▶ _Work instructions_: Could you repeat every one of the records below word for word, with no changes?

BEGIN Data shown

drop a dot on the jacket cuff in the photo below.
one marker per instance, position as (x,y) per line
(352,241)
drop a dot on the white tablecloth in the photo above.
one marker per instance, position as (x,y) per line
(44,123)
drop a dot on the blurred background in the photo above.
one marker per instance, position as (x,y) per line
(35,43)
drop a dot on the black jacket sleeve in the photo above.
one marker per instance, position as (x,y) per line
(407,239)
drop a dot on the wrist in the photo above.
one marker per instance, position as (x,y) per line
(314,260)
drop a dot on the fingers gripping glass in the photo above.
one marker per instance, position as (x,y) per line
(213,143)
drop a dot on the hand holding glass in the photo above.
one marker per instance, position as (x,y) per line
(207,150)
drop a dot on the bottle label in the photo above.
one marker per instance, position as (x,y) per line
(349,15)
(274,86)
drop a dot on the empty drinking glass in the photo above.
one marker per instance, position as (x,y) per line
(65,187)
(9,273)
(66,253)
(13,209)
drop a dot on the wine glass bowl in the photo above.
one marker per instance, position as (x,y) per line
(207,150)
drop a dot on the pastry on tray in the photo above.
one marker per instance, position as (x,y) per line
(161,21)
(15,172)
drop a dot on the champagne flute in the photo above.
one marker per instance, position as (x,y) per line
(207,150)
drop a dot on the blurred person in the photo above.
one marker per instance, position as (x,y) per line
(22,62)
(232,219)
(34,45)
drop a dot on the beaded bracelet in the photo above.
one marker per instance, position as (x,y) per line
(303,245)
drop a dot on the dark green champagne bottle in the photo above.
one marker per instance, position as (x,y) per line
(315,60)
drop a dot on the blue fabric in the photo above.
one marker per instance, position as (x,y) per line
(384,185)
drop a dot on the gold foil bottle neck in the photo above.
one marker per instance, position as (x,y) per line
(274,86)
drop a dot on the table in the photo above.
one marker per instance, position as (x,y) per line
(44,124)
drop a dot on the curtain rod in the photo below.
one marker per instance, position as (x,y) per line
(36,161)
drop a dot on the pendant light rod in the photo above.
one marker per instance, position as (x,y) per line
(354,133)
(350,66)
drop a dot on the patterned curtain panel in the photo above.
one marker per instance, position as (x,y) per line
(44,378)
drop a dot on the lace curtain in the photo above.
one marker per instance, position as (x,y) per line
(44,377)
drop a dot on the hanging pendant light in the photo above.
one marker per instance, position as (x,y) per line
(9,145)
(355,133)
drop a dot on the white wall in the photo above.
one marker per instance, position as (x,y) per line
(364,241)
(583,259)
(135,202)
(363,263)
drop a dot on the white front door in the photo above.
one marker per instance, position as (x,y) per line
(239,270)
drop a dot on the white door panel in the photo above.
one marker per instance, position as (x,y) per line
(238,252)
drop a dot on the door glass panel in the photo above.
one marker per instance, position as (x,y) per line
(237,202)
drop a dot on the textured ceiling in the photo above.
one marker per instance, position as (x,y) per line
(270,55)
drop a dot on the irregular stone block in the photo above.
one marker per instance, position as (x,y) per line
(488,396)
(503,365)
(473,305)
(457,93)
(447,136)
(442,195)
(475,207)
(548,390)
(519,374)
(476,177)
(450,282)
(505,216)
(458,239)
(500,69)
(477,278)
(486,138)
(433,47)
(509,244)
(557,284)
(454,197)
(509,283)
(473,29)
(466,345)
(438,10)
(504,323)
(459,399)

END Data shown

▶ _Solution to this task_:
drop a dot on the jacket cuff in the photo below.
one marker per instance, position as (x,y) per line
(352,241)
drop a dot on the white tablecloth in the photo above.
one marker per instance, position as (x,y) per line
(44,123)
drop a dot on the blurred background in the photo above.
one marker per instance, position as (x,y) per line
(35,43)
drop a dot on the black jacket sleeve in the photo above.
one marker per instance, position as (x,y) per line
(407,239)
drop a dot on the wrist in the photo above.
one marker per instance, position as (x,y) per line
(314,260)
drop a dot on the fingers gripping glass in the photo above.
one marker per instance, position as (x,y) per line
(213,143)
drop a dot on the hand holding glass in the photo above.
one marker per instance, position as (x,y) per line
(207,150)
drop a dot on the bottle label in the photo above.
one marker per instance, position as (x,y) per line
(349,15)
(274,86)
drop a dot on the empty drinking glass in the photo above.
one marker per instance, position as (x,y) per line
(65,187)
(9,273)
(66,253)
(13,209)
drop a dot on the wine glass bowl in the photo above.
one marker per instance, position as (x,y) per line
(207,150)
drop a dot on the pastry on tray in the photo above.
one marker per instance, position as (x,y) per line
(161,21)
(15,172)
drop a dot on the champagne flute in the photo above.
one marker per instance, position as (x,y) per line
(207,150)
drop a dot on the blurred person in the photo above.
one marker per instance, position as (x,y) per line
(22,62)
(232,219)
(34,45)
drop a dot on the beaded bracelet in the photo above.
one marker per instance, position as (x,y) per line
(303,245)
drop a dot on the dark green champagne bottle in the photo above.
one marker per instance, position as (x,y) per line
(315,60)
drop a dot on the blue fabric in the photo above.
one marker per instance, position as (x,y) per line
(384,185)
drop a dot on the gold foil bottle neck in the photo above.
one marker per instance, position as (x,y) per line
(274,86)
drop a dot on the table in the photo above.
one marker per instance, position as (x,y) per line
(44,124)
drop a dot on the curtain rod in the photo below.
one marker per instance, position as (x,y) per line
(36,161)
drop a dot on the pendant light rod in the photo above.
one marker per instance, position as (x,y) per line
(354,133)
(350,66)
drop a dot on the patterned curtain panel in the photo above.
one marker per instance, position as (x,y) per line
(44,378)
drop a dot on the lace curtain in the photo above.
one marker per instance, position as (x,y) per line
(44,377)
drop a dot on the hanging pendant light in the photo above.
one marker per instance, position as (x,y) per line
(9,145)
(355,133)
drop a dot on the white wall in the photo above.
one marker per instance, position as (x,y) per line
(364,241)
(583,259)
(135,202)
(363,263)
drop a dot on the white front door in the photo above.
one marker per instance, position as (x,y) per line
(239,270)
drop a dot on the white door panel in the photo above.
one marker per instance, position as (x,y) per line
(238,252)
drop a dot on the door glass panel in the photo above.
one marker per instance, position as (x,y) per line
(237,202)
drop a dot on the textured ceiling in the photo above.
one marker per instance, position as (x,y) per line
(270,55)
drop a dot on the irregular stone block in the photo above.
one marker per instance, position as (x,y) per line
(488,396)
(503,365)
(473,305)
(457,93)
(447,136)
(442,195)
(475,207)
(548,390)
(519,374)
(476,177)
(450,282)
(505,216)
(458,239)
(500,69)
(477,278)
(486,138)
(433,47)
(509,244)
(557,284)
(454,197)
(509,283)
(473,29)
(466,345)
(438,10)
(504,323)
(459,399)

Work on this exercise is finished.